Data to process:
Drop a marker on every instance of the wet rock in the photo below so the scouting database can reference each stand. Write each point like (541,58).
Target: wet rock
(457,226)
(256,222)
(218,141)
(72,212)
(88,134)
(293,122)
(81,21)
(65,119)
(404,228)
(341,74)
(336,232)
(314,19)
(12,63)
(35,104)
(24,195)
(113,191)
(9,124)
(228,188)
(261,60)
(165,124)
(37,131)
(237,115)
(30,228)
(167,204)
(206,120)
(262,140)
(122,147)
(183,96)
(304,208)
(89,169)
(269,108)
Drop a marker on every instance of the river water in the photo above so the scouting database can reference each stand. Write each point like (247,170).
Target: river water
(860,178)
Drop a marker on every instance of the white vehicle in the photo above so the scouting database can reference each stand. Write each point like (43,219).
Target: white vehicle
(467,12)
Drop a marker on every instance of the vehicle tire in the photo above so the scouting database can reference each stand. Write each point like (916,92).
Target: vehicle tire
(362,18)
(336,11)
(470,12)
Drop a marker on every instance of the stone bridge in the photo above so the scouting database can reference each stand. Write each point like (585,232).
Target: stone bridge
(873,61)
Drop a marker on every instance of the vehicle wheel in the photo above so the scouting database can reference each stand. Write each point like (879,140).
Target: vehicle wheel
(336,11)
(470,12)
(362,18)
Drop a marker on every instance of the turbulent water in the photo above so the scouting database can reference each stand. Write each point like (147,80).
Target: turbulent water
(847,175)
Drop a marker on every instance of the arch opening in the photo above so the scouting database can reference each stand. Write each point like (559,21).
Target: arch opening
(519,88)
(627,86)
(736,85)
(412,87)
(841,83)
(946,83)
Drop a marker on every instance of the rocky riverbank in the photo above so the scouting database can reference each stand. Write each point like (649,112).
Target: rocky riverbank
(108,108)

Goal: Write out everything from the row containing "Drop a marker on every instance of the arch" down to the end of the rows, requests included, and increase every coordinate in the answer points by 125. Leave the sample points inside the requests as they are.

Reply:
Drop a marker on every instance of the arch opening in the photo above so the scouting database can reference each stand. Write each point like (559,21).
Target: arch opening
(644,213)
(752,211)
(861,210)
(537,212)
(966,208)
(1071,208)
Drop a marker on every instance of the rocky riverbank in the photo above so the scouting database can reference each stand. Write each point like (649,112).
Target: rocky riverbank
(233,233)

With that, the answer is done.